# START OF Listed records

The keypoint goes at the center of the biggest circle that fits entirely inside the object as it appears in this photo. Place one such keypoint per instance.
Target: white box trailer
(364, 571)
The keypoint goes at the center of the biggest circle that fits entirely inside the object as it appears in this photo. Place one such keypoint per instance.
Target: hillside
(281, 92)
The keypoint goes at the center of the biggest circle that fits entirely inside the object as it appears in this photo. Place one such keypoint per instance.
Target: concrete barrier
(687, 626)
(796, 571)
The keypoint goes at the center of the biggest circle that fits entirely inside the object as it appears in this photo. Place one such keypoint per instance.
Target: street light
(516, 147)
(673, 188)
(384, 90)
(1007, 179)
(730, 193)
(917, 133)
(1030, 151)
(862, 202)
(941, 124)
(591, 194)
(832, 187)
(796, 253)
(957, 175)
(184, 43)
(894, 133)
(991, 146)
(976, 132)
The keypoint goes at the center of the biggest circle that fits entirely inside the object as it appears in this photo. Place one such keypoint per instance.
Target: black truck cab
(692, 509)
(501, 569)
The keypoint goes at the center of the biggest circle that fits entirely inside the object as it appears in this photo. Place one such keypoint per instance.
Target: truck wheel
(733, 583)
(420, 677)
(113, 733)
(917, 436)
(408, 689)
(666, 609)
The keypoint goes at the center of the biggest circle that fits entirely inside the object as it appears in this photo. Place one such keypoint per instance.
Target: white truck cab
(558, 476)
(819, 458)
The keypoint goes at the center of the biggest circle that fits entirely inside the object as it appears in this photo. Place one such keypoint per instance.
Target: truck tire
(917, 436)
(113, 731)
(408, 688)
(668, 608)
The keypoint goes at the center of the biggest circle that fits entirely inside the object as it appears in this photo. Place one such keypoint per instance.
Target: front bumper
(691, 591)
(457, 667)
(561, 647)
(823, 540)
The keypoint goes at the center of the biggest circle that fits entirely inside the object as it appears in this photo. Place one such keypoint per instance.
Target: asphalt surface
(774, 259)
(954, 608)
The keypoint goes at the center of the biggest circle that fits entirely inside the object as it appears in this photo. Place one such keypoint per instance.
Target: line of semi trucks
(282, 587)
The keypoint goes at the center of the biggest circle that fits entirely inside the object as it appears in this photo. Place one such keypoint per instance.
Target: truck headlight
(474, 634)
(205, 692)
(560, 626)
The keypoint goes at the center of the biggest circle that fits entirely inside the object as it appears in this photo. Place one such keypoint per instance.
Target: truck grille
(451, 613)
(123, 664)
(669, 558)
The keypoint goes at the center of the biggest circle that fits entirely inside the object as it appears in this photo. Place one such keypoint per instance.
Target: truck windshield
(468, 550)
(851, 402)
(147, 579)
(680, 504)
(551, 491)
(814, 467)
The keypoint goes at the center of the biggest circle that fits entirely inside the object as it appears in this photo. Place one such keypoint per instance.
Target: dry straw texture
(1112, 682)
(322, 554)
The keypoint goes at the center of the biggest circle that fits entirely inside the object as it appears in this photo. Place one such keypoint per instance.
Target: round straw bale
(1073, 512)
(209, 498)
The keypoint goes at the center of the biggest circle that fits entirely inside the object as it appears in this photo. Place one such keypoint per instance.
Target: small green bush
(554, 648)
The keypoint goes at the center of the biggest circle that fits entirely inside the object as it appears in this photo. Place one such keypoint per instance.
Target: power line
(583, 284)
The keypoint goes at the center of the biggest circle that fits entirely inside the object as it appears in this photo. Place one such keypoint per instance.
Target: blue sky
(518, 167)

# END OF Listed records

Copy each record from above without leaving any out.

The keypoint goes at the center of the biggest circle that fits entirely inside the object as it appears in this photo. Place one such keypoint per instance.
Target: white box trailer
(364, 571)
The keypoint goes at the center of the biggest circle that fits entirely inside the object as it appears in this photo. Place one such keypoint per instance.
Target: hillside
(281, 92)
The keypoint goes at the center of the biggest circle that fits entirely inside the object as it appears in this photo. Place one such keypoint per instance.
Target: concrete barrier
(687, 626)
(796, 571)
The keypoint goes at the center of the biggest circle that fits entirely inside the object as it appears in this photo. Place one such keypoint per instance.
Target: street light
(516, 147)
(673, 188)
(384, 90)
(1007, 179)
(730, 193)
(917, 133)
(1030, 151)
(862, 202)
(941, 124)
(591, 194)
(832, 187)
(796, 253)
(957, 175)
(184, 43)
(894, 133)
(991, 146)
(976, 132)
The keypoint goes at the center of the biggest circle that fits entirely inside the object as it appears in this photo. Place one such keypoint per instance.
Target: black truck cab
(692, 509)
(501, 569)
The keypoint goes at the center of the biggest circle that fits entirely inside the object as it appears in this photo. Place one such keypoint per instance.
Target: truck wheel
(733, 583)
(420, 677)
(113, 733)
(917, 436)
(408, 689)
(666, 609)
The keypoint goes at the center of the biggest circle that fits entirely inside the object as it appears in this photo. Place one such keypoint per instance.
Target: white truck cab
(558, 476)
(819, 458)
The keypoint goes at the center of the biggest circle that fits entirely inside the object as it appears in this photo. Place one such keypoint per instance.
Target: truck tire
(917, 436)
(113, 731)
(408, 688)
(668, 608)
The keypoint goes at the center of the biggest circle that fits entirely inside the object as it appears in this photo. Place one such keypoint per instance.
Target: front bumper
(691, 591)
(457, 667)
(561, 647)
(823, 540)
The keypoint goes at the center of the biggest circle that fits entirely inside the object as it appears in this photo. Place one such keypoint per instance.
Target: asphalt surface
(774, 259)
(954, 608)
The keypoint goes at the center of the biggest circle that fits entirely inside the object as it appears in this photo. Place one such keypoint per instance.
Target: line of semi trucks
(282, 587)
The keypoint goes at the center of the biggest circle that fits entirely inside the object as it appears in this photo. Place one such keypoint per instance.
Target: truck headlight
(474, 634)
(205, 692)
(560, 626)
The keypoint goes at the center of the biggest circle that fits entirely inside the object as it appears in this photo. Place one such keypoint per instance.
Target: truck grille
(451, 613)
(123, 664)
(669, 558)
The keypoint goes at the center of the biggest circle that fits entirely inside the object as it appears in this photo. Place one such keypoint per instance.
Target: truck windshield
(468, 550)
(851, 402)
(147, 579)
(680, 504)
(551, 491)
(814, 467)
The keypoint goes at the center of the biggest circle that fits entirely inside the object as it appears in this photo. Place one such keypoint per instance.
Target: dry straw texture
(1112, 682)
(322, 554)
The keypoint goes at the center of the biggest circle that fits entirely inside the object as it appears in this photo. Place one such keypoint per instance.
Target: round straw bale
(1073, 512)
(209, 498)
The keypoint goes at the center of the biggest circle that fits entirely inside the object as it appears in this photo. Place one such keypoint per instance.
Target: small green bush
(554, 648)
The keypoint goes at the center of the biggest circle that fits entirely inside the object as it appears in this photo. Place one such keypoint per instance.
Target: power line
(583, 284)
The keypoint goes at the center of the biggest circle that fits entirely inside the object as it appears in this photo. Place one such keypoint per instance.
Target: blue sky
(518, 167)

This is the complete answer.